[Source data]
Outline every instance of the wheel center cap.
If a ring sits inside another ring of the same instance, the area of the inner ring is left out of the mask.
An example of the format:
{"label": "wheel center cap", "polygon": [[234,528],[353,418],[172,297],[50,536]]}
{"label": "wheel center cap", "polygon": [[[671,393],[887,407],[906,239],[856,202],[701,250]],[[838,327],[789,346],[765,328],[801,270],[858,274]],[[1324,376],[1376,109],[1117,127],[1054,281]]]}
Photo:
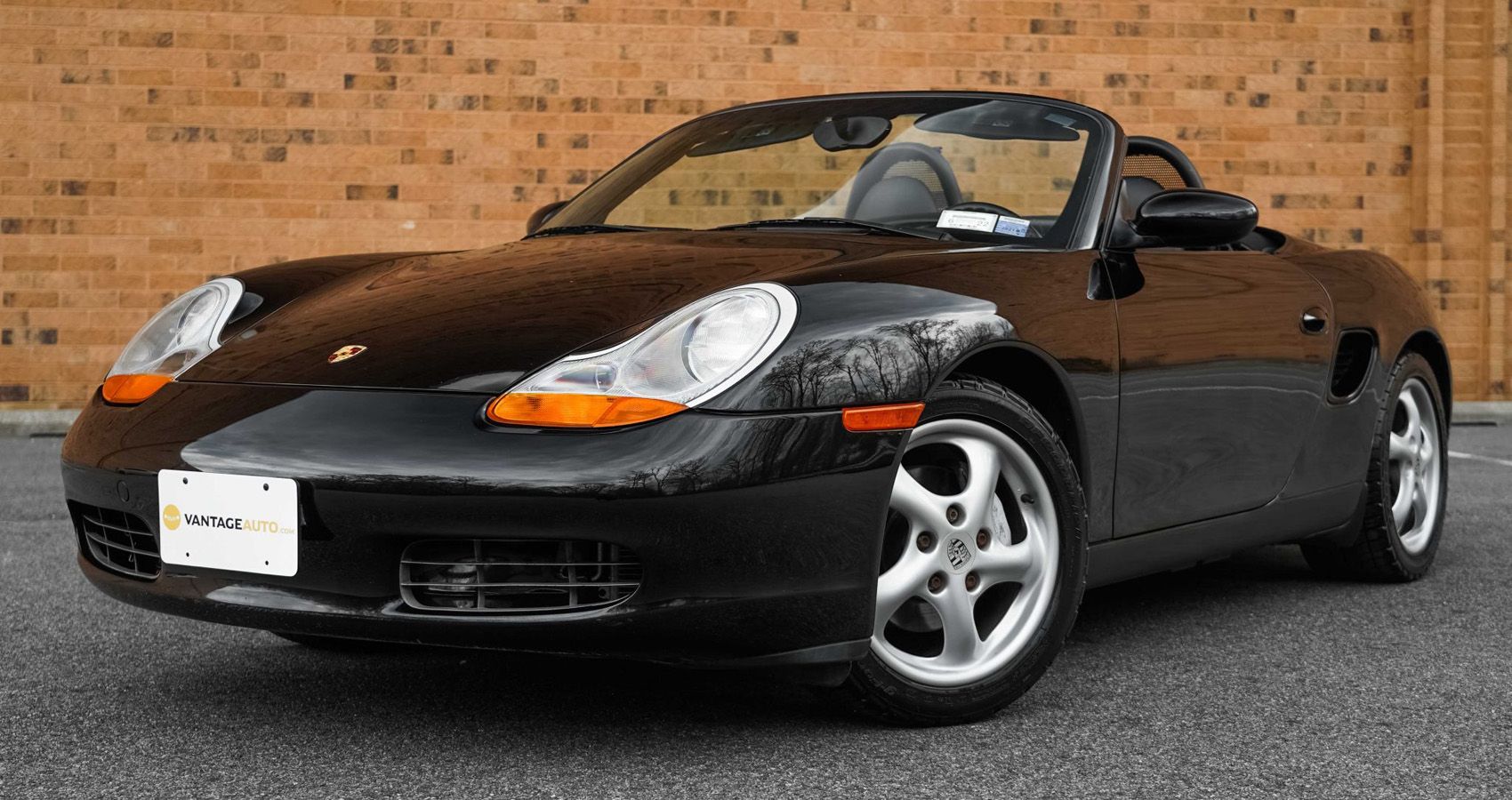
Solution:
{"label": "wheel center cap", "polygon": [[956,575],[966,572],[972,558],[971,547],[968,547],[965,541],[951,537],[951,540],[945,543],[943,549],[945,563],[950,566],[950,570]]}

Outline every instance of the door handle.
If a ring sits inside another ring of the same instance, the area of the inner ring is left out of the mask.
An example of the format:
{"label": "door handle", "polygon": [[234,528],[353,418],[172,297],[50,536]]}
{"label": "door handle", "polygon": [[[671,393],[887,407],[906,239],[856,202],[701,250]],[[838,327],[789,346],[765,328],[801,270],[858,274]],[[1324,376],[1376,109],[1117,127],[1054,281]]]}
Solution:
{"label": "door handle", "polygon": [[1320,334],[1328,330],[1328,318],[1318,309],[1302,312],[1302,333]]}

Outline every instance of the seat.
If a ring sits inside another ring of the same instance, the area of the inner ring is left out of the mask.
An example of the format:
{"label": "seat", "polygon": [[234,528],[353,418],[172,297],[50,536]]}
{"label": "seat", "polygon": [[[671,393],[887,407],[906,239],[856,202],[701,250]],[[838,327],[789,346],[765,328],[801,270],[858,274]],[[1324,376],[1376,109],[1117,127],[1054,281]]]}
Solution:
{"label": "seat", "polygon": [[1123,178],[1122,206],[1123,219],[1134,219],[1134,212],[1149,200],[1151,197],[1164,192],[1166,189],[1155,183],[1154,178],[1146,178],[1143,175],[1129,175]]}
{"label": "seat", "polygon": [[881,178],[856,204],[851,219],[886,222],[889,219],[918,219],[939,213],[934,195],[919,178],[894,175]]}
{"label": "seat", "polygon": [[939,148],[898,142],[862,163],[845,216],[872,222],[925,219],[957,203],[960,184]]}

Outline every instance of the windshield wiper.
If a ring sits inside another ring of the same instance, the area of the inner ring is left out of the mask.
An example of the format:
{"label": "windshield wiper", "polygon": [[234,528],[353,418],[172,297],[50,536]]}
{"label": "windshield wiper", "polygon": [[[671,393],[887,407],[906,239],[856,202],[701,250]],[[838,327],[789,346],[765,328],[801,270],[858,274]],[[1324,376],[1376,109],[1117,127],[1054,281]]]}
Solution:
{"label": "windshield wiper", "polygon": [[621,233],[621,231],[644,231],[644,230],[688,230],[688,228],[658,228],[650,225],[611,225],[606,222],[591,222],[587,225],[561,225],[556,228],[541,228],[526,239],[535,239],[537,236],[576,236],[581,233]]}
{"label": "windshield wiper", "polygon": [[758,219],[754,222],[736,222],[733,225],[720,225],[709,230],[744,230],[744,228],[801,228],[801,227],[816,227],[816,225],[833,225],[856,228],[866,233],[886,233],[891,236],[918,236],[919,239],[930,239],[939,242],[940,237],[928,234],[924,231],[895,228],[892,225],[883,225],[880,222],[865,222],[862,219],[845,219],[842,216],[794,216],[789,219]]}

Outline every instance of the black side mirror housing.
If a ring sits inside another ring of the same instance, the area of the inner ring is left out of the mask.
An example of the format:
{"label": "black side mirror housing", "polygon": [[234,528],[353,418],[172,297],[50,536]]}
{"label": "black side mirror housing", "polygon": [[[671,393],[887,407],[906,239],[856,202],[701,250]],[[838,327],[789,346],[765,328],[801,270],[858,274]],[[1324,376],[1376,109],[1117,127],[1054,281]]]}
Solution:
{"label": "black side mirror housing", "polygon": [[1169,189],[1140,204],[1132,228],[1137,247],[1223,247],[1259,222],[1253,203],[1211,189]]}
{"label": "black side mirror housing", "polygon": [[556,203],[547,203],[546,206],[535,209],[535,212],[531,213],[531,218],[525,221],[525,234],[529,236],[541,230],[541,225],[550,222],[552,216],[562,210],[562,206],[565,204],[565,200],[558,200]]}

*Your objective*
The material above holds pictures; copy everything else in it exactly.

*Answer to the task*
Outline every instance of the wheel center cap.
If a ring sits inside another ring of the same instance, the area of the inner ring is left out of the mask.
An example of the format:
{"label": "wheel center cap", "polygon": [[234,528],[353,418],[172,297],[50,536]]}
{"label": "wheel center cap", "polygon": [[[671,393],[887,407],[906,239],[856,202],[701,250]],[[838,327],[789,346],[765,328],[801,270],[858,274]],[[1324,376],[1376,109],[1117,127],[1054,281]]]}
Photo:
Solution:
{"label": "wheel center cap", "polygon": [[956,575],[966,572],[972,558],[971,547],[968,547],[965,541],[951,537],[951,540],[945,543],[943,549],[945,563],[950,566],[950,570]]}

Outline every instance of the door handle.
If a ring sits inside another ring of the same instance, the area of the inner ring is left out of the mask.
An example of the format:
{"label": "door handle", "polygon": [[234,528],[353,418],[172,297],[50,536]]}
{"label": "door handle", "polygon": [[[671,393],[887,407],[906,239],[856,202],[701,250]],[[838,327],[789,346],[765,328],[801,270],[858,274]],[[1324,376],[1376,109],[1117,127],[1054,281]]]}
Solution:
{"label": "door handle", "polygon": [[1320,334],[1328,330],[1328,318],[1318,309],[1302,312],[1302,333]]}

Outline every instance of the seat.
If a ring sits inside another ring of the same instance, the area of the inner ring is left out of the mask.
An example of the format:
{"label": "seat", "polygon": [[234,528],[353,418],[172,297],[50,536]]}
{"label": "seat", "polygon": [[[671,393],[887,407],[906,239],[856,202],[701,250]],[[838,327],[789,346],[765,328],[801,270],[858,274]],[[1324,376],[1376,109],[1117,127],[1054,281]]]}
Solution:
{"label": "seat", "polygon": [[1123,178],[1122,206],[1123,219],[1134,219],[1134,212],[1149,200],[1151,197],[1164,192],[1166,189],[1155,183],[1154,178],[1146,178],[1143,175],[1129,175]]}
{"label": "seat", "polygon": [[881,178],[856,204],[851,219],[886,222],[889,219],[918,219],[939,213],[934,195],[919,178],[894,175]]}
{"label": "seat", "polygon": [[939,148],[898,142],[862,163],[845,216],[872,222],[925,219],[957,203],[960,184]]}

Outline every instance of the windshield wiper.
If a ring sits inside another ring of the same instance, the area of the inner ring is left out of the mask.
An example of the format:
{"label": "windshield wiper", "polygon": [[234,528],[353,418],[172,297],[50,536]]}
{"label": "windshield wiper", "polygon": [[[671,393],[887,407],[906,239],[856,202],[701,250]],[[838,327],[789,346],[765,328],[801,270],[858,274]],[[1324,376],[1376,109],[1117,127],[1054,281]]]}
Solution:
{"label": "windshield wiper", "polygon": [[621,233],[621,231],[644,231],[644,230],[688,230],[688,228],[658,228],[650,225],[611,225],[606,222],[591,222],[587,225],[561,225],[556,228],[541,228],[526,239],[535,239],[537,236],[576,236],[581,233]]}
{"label": "windshield wiper", "polygon": [[758,219],[754,222],[736,222],[733,225],[720,225],[709,230],[744,230],[744,228],[801,228],[801,227],[816,227],[816,225],[833,225],[856,228],[866,233],[886,233],[891,236],[918,236],[919,239],[930,239],[939,242],[940,237],[928,234],[924,231],[895,228],[892,225],[883,225],[880,222],[865,222],[862,219],[845,219],[842,216],[794,216],[789,219]]}

Outline every instance of the black side mirror housing.
If a ring sits inside another ring of the same instance, the area of the inner ring is left out of the mask.
An example of the format:
{"label": "black side mirror housing", "polygon": [[234,528],[353,418],[172,297],[50,536]]}
{"label": "black side mirror housing", "polygon": [[[671,393],[887,407],[906,239],[856,202],[701,250]],[[838,327],[789,346],[765,328],[801,270],[858,274]],[[1324,376],[1376,109],[1117,127],[1054,281]]]}
Solution:
{"label": "black side mirror housing", "polygon": [[1169,189],[1140,204],[1132,228],[1137,247],[1223,247],[1259,222],[1253,203],[1211,189]]}
{"label": "black side mirror housing", "polygon": [[556,203],[547,203],[546,206],[535,209],[535,212],[531,213],[531,218],[525,221],[525,234],[529,236],[541,230],[541,225],[550,222],[552,216],[562,210],[562,206],[565,204],[565,200],[558,200]]}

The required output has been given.